Data records:
☆ ☆ ☆

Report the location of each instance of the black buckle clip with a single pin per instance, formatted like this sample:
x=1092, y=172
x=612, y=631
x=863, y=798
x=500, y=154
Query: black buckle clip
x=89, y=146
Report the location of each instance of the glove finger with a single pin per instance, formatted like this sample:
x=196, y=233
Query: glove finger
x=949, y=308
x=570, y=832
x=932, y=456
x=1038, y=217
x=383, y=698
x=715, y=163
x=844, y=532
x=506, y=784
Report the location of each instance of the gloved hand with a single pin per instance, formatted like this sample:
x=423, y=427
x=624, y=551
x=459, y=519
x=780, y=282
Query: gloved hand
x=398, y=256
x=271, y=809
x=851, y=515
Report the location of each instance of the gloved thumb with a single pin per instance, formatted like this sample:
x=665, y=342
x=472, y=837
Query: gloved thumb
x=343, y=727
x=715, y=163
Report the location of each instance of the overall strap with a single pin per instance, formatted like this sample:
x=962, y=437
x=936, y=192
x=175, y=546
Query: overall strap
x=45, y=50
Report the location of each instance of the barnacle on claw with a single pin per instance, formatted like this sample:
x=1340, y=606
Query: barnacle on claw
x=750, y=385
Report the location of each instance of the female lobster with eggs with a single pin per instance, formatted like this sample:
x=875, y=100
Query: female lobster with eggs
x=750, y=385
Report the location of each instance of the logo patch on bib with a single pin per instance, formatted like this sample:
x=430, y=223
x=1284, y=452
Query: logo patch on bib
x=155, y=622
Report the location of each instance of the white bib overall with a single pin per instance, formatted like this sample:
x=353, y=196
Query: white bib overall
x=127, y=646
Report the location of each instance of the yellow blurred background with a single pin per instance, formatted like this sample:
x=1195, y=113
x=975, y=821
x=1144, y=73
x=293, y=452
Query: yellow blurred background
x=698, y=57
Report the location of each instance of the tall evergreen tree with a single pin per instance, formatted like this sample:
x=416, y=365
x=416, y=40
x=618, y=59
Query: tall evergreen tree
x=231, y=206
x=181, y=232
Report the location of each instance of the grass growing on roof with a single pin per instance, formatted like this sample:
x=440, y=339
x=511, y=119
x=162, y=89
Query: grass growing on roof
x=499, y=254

☆ ☆ ☆

> EXERCISE REQUIREMENTS: Please copy out the entire listing above word for word, keeping every line unchanged.

> WRITTEN RESPONSE:
Report the location of each instance of the black buckle clip with a single pin per instance, formatted like this sample:
x=1092, y=172
x=612, y=631
x=863, y=798
x=500, y=154
Query: black buckle clip
x=89, y=146
Report the location of each instance of the glove finger with a single pin per instance, formatted like this sample:
x=196, y=233
Query: glove finger
x=949, y=308
x=570, y=832
x=932, y=456
x=1038, y=217
x=383, y=698
x=715, y=163
x=844, y=532
x=506, y=784
Report the location of each instance of the gloved hand with a single pin per instance, formatted like this sample:
x=423, y=427
x=624, y=551
x=459, y=519
x=780, y=282
Query: gloved hand
x=398, y=256
x=271, y=809
x=851, y=515
Report the location of each instance of the gloved thumb with a single pin per instance, formatted like this sample:
x=665, y=342
x=472, y=837
Query: gloved thumb
x=343, y=727
x=715, y=163
Report the location of each instance of the overall strap with a single pin per instance, formatted like this sample:
x=962, y=437
x=936, y=192
x=175, y=546
Query: overall strap
x=45, y=50
Report the location of each instance of the barnacle on claw with a single pin per instance, formatted like this sample:
x=1340, y=606
Query: barnacle on claw
x=750, y=385
Report the location of each instance of the female lobster with eggs with a single pin per instance, formatted like this sample:
x=875, y=100
Query: female lobster with eggs
x=750, y=385
Report the location of each instance of the logo patch on bib with a single pin per instance, formatted like this sample:
x=430, y=223
x=1284, y=452
Query: logo patch on bib
x=155, y=622
Report the location of each instance of the white bib overall with a single pin per instance, formatted like this sample:
x=353, y=196
Query: white bib overall
x=127, y=646
Report the location of each instance of the yellow blurred background with a single pin per instance, formatted like this sample:
x=1195, y=113
x=975, y=821
x=1144, y=73
x=293, y=452
Query: yellow blurred background
x=698, y=57
Report the location of each instance of the tall evergreen tree with a single pin per instance, formatted like this sample:
x=416, y=365
x=416, y=40
x=618, y=59
Query: tall evergreen tree
x=231, y=206
x=181, y=232
Report the location of each instance of the grass growing on roof with a single pin per instance, formatted like this sample:
x=440, y=339
x=511, y=119
x=162, y=89
Query: grass growing on roof
x=499, y=254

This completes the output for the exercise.